- **What is needed**
Your response should be the lines from the one holding "[point] every instance of the bush" to the last line of the data below, copied exactly and with no additions.

- **Stored entries**
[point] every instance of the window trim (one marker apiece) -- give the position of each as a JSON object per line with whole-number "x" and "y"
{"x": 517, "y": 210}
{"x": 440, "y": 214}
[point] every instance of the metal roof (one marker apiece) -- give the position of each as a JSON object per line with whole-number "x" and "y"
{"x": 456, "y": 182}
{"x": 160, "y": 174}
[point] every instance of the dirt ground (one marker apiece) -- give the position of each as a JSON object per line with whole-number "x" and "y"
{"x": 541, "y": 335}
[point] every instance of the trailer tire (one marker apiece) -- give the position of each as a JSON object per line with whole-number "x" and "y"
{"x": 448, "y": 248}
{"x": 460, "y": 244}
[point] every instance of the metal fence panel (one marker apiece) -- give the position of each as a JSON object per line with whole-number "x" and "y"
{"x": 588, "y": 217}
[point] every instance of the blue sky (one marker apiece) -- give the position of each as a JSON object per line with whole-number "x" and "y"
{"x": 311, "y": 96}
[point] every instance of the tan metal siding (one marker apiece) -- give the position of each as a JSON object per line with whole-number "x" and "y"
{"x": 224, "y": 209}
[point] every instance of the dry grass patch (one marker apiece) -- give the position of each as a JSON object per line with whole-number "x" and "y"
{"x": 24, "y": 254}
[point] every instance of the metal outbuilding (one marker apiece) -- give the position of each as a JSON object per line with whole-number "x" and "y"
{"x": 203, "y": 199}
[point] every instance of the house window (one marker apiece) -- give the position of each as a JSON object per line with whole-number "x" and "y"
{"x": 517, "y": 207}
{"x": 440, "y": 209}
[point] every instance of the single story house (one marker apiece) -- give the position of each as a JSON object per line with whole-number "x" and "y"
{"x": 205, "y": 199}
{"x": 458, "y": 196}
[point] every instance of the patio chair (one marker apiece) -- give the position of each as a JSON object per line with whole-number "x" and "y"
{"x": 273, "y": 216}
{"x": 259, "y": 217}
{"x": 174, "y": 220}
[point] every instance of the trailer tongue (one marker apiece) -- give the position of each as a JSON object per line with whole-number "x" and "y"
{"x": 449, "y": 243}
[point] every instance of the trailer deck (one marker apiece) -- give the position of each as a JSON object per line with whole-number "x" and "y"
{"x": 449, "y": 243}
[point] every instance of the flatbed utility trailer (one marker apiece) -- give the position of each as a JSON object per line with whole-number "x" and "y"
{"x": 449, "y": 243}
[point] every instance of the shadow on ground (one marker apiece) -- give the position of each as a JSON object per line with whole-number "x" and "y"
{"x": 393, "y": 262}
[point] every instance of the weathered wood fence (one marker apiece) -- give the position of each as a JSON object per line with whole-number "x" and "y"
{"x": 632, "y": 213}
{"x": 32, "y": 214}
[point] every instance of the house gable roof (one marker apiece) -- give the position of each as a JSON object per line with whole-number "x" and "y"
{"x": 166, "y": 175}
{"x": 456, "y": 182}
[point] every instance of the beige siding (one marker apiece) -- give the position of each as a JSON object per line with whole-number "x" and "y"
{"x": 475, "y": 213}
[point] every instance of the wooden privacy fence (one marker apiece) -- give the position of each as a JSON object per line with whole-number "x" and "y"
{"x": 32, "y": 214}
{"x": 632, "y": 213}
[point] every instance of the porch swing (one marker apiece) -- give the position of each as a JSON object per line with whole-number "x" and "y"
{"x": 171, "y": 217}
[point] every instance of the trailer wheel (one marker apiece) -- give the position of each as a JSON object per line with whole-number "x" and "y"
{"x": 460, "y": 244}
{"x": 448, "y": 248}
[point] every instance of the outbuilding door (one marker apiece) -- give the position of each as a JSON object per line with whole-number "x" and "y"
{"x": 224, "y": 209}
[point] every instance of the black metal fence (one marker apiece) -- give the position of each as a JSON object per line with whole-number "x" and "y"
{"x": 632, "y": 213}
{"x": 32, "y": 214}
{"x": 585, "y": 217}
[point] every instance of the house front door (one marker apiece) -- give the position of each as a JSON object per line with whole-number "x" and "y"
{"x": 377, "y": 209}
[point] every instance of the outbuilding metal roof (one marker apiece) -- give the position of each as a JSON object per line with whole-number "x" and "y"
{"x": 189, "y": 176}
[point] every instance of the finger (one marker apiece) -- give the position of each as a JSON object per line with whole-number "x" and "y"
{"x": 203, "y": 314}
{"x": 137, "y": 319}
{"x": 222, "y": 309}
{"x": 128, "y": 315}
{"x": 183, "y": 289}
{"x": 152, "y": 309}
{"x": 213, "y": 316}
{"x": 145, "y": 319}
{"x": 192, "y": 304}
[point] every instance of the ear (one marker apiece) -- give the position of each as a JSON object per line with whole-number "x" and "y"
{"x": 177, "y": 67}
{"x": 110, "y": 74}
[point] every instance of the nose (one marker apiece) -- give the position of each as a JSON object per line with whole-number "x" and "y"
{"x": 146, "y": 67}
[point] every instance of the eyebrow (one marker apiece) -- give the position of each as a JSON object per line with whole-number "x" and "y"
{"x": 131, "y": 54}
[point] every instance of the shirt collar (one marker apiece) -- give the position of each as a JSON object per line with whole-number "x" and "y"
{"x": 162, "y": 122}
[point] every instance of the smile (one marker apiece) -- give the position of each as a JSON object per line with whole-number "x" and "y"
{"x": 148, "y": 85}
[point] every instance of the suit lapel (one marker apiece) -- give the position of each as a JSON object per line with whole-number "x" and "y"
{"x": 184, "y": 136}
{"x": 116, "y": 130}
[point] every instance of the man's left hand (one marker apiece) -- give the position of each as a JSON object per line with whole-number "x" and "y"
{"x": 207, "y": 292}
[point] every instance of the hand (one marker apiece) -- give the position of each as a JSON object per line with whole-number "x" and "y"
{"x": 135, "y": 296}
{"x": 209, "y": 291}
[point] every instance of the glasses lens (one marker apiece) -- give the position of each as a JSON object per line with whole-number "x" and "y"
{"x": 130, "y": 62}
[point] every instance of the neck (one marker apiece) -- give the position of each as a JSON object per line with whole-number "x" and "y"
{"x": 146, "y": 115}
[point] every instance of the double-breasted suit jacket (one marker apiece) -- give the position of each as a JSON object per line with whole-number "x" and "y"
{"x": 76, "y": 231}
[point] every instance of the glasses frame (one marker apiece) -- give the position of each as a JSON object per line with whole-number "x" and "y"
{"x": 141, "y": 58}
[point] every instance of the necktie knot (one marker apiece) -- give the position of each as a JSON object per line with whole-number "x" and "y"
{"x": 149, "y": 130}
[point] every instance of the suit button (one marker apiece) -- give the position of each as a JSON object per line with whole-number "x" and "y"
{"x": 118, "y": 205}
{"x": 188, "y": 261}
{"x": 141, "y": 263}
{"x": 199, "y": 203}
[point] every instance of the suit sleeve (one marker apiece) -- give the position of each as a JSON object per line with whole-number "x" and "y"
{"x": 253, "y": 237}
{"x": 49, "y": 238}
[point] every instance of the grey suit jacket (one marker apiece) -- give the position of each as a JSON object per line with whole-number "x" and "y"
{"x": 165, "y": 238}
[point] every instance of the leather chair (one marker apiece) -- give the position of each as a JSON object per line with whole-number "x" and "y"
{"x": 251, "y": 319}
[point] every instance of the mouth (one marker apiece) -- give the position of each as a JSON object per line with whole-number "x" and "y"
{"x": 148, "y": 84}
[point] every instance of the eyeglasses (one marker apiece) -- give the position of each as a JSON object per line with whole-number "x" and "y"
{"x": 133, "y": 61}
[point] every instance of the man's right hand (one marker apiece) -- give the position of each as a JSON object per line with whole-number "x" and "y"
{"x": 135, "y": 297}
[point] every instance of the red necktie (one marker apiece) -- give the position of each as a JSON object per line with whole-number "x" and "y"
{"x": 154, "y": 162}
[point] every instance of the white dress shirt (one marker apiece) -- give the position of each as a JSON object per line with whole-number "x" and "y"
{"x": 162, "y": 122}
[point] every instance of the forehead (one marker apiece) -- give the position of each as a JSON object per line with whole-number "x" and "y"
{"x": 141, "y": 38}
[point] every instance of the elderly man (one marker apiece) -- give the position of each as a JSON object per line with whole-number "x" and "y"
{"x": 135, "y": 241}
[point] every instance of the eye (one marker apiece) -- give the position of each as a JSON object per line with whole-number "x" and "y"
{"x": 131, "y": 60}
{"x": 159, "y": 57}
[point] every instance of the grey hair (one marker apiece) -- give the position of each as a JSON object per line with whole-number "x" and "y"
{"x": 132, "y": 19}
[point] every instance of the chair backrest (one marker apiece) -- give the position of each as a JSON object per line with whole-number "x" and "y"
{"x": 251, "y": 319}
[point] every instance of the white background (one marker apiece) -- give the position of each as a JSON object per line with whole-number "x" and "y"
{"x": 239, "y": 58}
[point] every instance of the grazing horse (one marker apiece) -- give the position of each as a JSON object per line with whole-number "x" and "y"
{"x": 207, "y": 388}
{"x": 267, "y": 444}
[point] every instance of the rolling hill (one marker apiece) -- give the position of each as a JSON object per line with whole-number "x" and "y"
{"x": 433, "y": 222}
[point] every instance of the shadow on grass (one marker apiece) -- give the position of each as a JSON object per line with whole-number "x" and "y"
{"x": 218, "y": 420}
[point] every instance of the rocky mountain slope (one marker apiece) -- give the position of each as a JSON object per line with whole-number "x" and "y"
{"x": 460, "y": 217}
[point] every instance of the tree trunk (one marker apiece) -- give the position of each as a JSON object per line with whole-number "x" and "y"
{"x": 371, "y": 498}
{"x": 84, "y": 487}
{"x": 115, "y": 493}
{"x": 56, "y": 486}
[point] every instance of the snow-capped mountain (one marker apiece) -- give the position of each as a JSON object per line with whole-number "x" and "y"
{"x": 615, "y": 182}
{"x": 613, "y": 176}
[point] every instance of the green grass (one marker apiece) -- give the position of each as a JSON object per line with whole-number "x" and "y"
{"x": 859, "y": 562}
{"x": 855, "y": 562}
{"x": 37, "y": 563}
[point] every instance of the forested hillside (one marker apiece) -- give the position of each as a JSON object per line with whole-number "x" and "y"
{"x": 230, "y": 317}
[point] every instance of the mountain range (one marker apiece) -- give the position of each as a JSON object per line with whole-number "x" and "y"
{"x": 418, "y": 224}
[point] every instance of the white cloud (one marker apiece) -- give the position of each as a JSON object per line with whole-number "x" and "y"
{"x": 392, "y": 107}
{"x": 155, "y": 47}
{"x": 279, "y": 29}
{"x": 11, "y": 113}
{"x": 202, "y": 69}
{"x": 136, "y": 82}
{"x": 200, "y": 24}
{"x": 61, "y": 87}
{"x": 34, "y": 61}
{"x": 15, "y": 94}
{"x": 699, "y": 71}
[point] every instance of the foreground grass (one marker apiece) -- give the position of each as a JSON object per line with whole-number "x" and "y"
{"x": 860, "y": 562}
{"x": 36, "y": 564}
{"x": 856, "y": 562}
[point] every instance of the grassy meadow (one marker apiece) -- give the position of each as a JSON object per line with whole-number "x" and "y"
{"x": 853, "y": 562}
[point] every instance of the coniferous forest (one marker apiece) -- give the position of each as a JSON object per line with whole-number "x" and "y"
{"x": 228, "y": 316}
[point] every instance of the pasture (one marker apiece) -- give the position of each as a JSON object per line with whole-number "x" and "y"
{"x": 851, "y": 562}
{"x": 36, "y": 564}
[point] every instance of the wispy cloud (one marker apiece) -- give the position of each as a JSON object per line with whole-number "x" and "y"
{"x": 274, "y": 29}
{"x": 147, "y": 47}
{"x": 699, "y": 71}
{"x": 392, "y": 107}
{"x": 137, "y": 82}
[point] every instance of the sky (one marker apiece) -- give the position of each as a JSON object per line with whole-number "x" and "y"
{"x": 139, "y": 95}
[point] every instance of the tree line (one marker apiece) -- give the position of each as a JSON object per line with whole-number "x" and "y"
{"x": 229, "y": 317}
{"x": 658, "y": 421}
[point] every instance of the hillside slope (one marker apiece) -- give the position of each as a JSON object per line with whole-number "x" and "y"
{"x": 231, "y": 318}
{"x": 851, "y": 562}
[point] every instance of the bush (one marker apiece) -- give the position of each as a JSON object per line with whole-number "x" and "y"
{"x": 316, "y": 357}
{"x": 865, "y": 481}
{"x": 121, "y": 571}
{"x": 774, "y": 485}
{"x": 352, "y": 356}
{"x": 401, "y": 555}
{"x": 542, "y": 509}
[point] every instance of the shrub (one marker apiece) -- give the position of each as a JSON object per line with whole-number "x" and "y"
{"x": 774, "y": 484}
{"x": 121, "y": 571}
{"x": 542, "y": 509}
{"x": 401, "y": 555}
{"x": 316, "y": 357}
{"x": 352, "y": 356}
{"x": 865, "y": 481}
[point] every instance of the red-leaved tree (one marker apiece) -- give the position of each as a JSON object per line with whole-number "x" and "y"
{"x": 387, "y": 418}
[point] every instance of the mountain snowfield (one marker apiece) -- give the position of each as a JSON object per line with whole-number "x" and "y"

- **Solution**
[point] every instance of the bush (one marker apiece) -- give the position of each as a JSON object per line with whole-number "x" and "y"
{"x": 316, "y": 357}
{"x": 865, "y": 481}
{"x": 121, "y": 571}
{"x": 774, "y": 485}
{"x": 352, "y": 356}
{"x": 401, "y": 555}
{"x": 542, "y": 509}
[point] every instance of the shrub (one marker apiece) -- give the position of each as a JSON object per line with whole-number "x" and "y"
{"x": 774, "y": 484}
{"x": 121, "y": 571}
{"x": 542, "y": 509}
{"x": 401, "y": 555}
{"x": 316, "y": 357}
{"x": 352, "y": 356}
{"x": 865, "y": 481}
[point] every instance of the red-leaved tree (one marker apiece) -- give the position of each as a JSON object per line with whole-number "x" and "y"
{"x": 387, "y": 418}
[point] every instance of the mountain snowfield (one marker apiece) -- give the position of each as a JSON object per line with whole-number "x" and "y"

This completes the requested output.